What to work on
All pictures are to be excluded when the data below is output verbatim.

[Record extracts — start]

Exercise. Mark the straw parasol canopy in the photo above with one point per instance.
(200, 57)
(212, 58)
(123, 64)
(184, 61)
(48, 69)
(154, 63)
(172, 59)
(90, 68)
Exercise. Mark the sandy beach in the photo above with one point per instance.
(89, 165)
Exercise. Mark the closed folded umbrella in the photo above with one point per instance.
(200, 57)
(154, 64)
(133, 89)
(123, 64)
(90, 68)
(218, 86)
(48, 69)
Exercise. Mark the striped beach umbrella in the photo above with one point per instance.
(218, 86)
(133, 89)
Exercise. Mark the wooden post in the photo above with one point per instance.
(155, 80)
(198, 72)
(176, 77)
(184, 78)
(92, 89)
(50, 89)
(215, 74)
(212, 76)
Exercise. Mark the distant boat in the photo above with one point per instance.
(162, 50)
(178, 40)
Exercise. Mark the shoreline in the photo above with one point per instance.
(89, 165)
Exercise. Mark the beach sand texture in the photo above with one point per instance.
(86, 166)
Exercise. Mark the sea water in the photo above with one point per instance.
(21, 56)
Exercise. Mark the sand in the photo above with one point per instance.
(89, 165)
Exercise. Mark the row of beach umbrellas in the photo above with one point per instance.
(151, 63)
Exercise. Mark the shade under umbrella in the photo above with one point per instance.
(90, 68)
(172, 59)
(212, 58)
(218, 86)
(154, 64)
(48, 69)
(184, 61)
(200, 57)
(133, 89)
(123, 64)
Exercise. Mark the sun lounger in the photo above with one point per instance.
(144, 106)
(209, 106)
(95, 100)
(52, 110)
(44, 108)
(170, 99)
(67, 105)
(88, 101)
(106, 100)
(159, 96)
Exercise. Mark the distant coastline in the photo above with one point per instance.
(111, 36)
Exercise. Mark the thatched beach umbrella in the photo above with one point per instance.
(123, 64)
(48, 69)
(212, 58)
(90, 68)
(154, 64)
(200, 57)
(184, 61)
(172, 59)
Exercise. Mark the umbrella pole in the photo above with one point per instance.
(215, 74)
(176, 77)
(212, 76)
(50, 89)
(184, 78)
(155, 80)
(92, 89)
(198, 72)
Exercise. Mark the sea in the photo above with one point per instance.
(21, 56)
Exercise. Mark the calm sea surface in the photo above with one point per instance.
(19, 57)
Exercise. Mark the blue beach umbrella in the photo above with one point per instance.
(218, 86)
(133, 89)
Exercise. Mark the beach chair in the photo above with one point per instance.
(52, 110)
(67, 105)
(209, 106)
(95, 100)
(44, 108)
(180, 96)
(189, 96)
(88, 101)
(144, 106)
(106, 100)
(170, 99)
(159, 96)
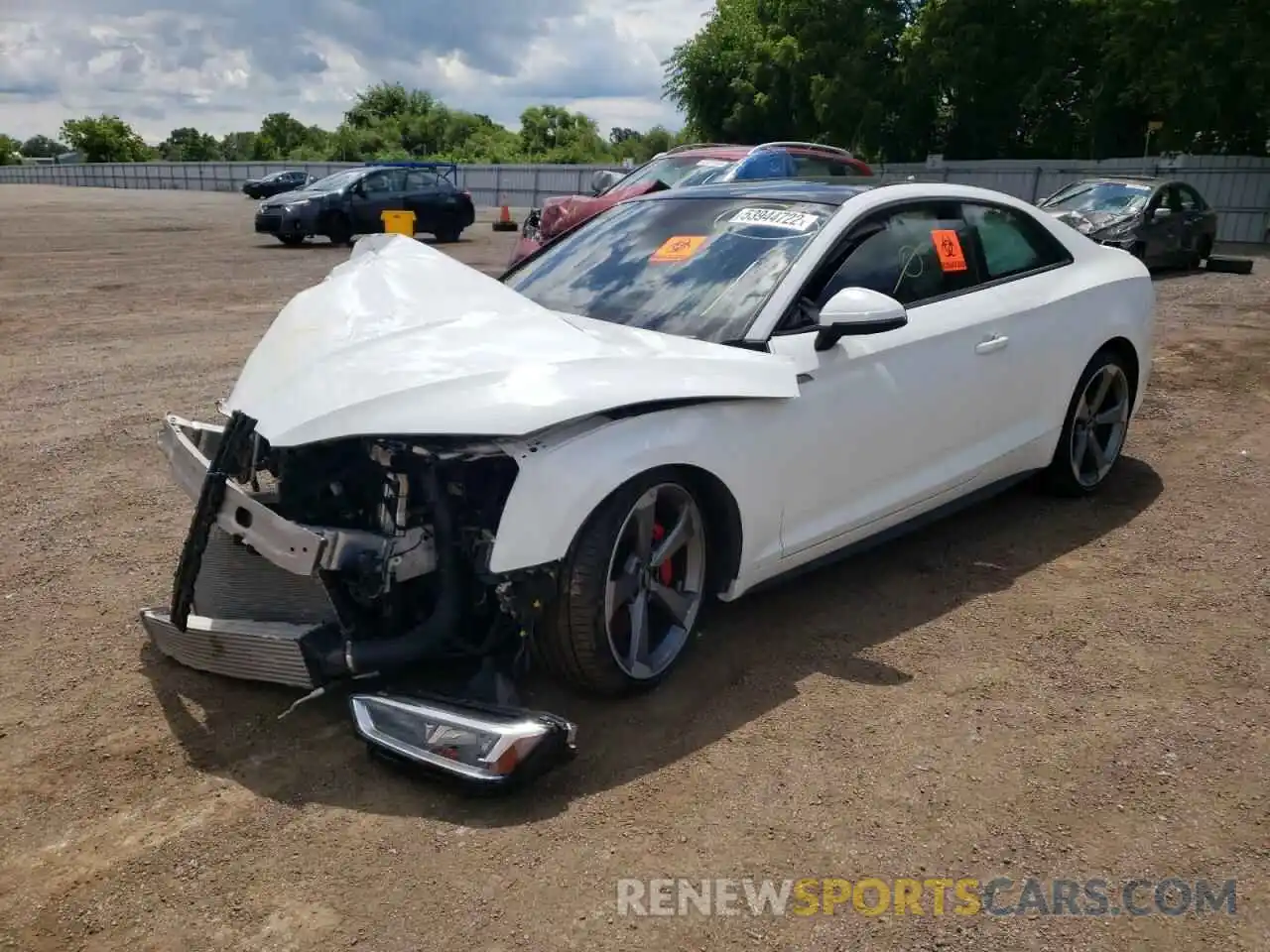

[Record extracts — finish]

Exercise solution
Exercise. Mark the straw parasol canopy in the photo above with one point per instance.
(200, 57)
(212, 58)
(123, 64)
(184, 61)
(48, 69)
(154, 63)
(172, 59)
(90, 68)
Exercise. Mark the sandy beach in the photo above with one point per instance.
(89, 165)
Exercise. Mark the closed folded umbrella in the photo above with one point per instance.
(200, 57)
(154, 64)
(133, 89)
(123, 64)
(90, 68)
(218, 86)
(48, 69)
Exercise. Mark the striped beach umbrella in the photo above with one point per instance.
(218, 86)
(133, 89)
Exercise. Mark the wooden post in the photo above with one point per instance.
(155, 80)
(198, 72)
(176, 77)
(184, 78)
(92, 89)
(50, 89)
(215, 74)
(212, 76)
Exercise. Mark the distant boat in the photo above with one point per instance.
(162, 50)
(178, 40)
Exercise. Mark the shoreline in the photo above with one point per instance.
(89, 165)
Exercise. Mark the beach sand texture in the photo above with one point per instance.
(86, 166)
Exercise. Mark the sea water in the photo above with one point per instance.
(21, 56)
Exercise. Mark the sand in the photo above with one point per instance.
(89, 165)
Exercise. Mark the row of beach umbrellas in the photo above with one point per instance.
(151, 63)
Exercise. Mark the shade under umbrella in the photo above with one point per instance.
(90, 68)
(172, 59)
(212, 58)
(218, 86)
(154, 64)
(48, 69)
(184, 61)
(200, 57)
(133, 89)
(123, 64)
Exercise. Mark the sun lounger in the photo above with one point per instance.
(144, 106)
(209, 106)
(95, 100)
(52, 110)
(44, 108)
(170, 99)
(67, 105)
(88, 101)
(106, 100)
(159, 96)
Exercise. Mark the distant coastline in the photo above with one point per instance.
(111, 36)
Exercise. Mark the thatched beach umbrella in the photo above with one point per instance.
(123, 64)
(48, 69)
(212, 58)
(90, 68)
(154, 64)
(200, 57)
(184, 61)
(172, 59)
Exercise. Mark the umbrella pole in the photo above with one point per instance.
(215, 74)
(176, 77)
(212, 76)
(50, 89)
(184, 78)
(155, 80)
(92, 89)
(198, 72)
Exercise. Mark the sea in the photo above with one point per instance.
(21, 56)
Exercise. Mark the calm sea surface in the photo above with one point per instance.
(19, 57)
Exercise. Mark the blue beach umbrella in the photo above with one point per instance.
(218, 86)
(133, 89)
Exercise. Mark the beach chair in the photo above with one point per instance.
(52, 110)
(67, 105)
(209, 106)
(95, 100)
(44, 108)
(180, 96)
(189, 96)
(88, 101)
(144, 106)
(106, 100)
(170, 99)
(159, 96)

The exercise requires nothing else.